• [Source text]:
== == ==
Maximizing Peering Through Flow Analysis

Maximizing Peering Through Flow Analysis

By Rob Parker, Interconnection Director

Discover how to use flow data to pinpoint your most valuable traffic, identify missing peer opportunities, and make smarter peering choices across your internet exchanges.

In previous peering blogs, we’ve shared how you can maximize the value of your connection to an IX by peering with the IX route servers, and identify and contact specific peers via bilateral sessions. But as traffic over your new IX connection grows, you may want to start digging a little deeper on which peers are involved in your most important traffic flows – or which ones are present at the IX, but aren’t exchanging traffic with you via the IX.

In order to start identifying traffic like this, you’ll need to explore tools and network configurations that allow you to analyze traffic flows.

Flow data exporters: Netflow, jFlow, sFlow, IPFIX

The first step of any flow analysis tool is to configure the collection of flow data. Available flow data formats and standards depend on your routing hardware vendor, although Netflow (Cisco), jFlow (Juniper), and sFlow (a relatively open “generic” flow format) are all relatively similar in structure and capability.

IPFIX is a similar IETF-defined standard that allows some level of vendor interoperability. Any and all of these standards operate in a similar way and will give you similar insight into your traffic; which one you choose will mostly depend on your hardware vendor and use case.
== == ==
• [Collected material]:
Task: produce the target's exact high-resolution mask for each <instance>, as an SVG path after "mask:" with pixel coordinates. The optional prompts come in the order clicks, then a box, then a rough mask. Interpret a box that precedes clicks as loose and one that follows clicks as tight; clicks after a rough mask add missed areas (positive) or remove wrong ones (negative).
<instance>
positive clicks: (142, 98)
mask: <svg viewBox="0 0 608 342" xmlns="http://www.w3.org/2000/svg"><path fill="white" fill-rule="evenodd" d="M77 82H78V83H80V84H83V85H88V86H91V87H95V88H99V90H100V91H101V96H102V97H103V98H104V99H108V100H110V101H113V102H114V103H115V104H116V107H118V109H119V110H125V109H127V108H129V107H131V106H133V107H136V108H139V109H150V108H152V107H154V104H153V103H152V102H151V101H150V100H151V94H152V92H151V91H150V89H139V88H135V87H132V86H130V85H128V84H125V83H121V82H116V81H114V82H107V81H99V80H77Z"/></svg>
== == ==
• [Task instructions]:
Please retype the flow analysis text in full, word for word. This data was drawn from a separate source.

• [Output for this task]:
Maximizing Peering Through Flow Analysis

Maximizing Peering Through Flow Analysis

By Rob Parker, Interconnection Director

Discover how to use flow data to pinpoint your most valuable traffic, identify missing peer opportunities, and make smarter peering choices across your internet exchanges.

In previous peering blogs, we’ve shared how you can maximize the value of your connection to an IX by peering with the IX route servers, and identify and contact specific peers via bilateral sessions. But as traffic over your new IX connection grows, you may want to start digging a little deeper on which peers are involved in your most important traffic flows – or which ones are present at the IX, but aren’t exchanging traffic with you via the IX.

In order to start identifying traffic like this, you’ll need to explore tools and network configurations that allow you to analyze traffic flows.

Flow data exporters: Netflow, jFlow, sFlow, IPFIX

The first step of any flow analysis tool is to configure the collection of flow data. Available flow data formats and standards depend on your routing hardware vendor, although Netflow (Cisco), jFlow (Juniper), and sFlow (a relatively open “generic” flow format) are all relatively similar in structure and capability.

IPFIX is a similar IETF-defined standard that allows some level of vendor interoperability. Any and all of these standards operate in a similar way and will give you similar insight into your traffic; which one you choose will mostly depend on your hardware vendor and use case.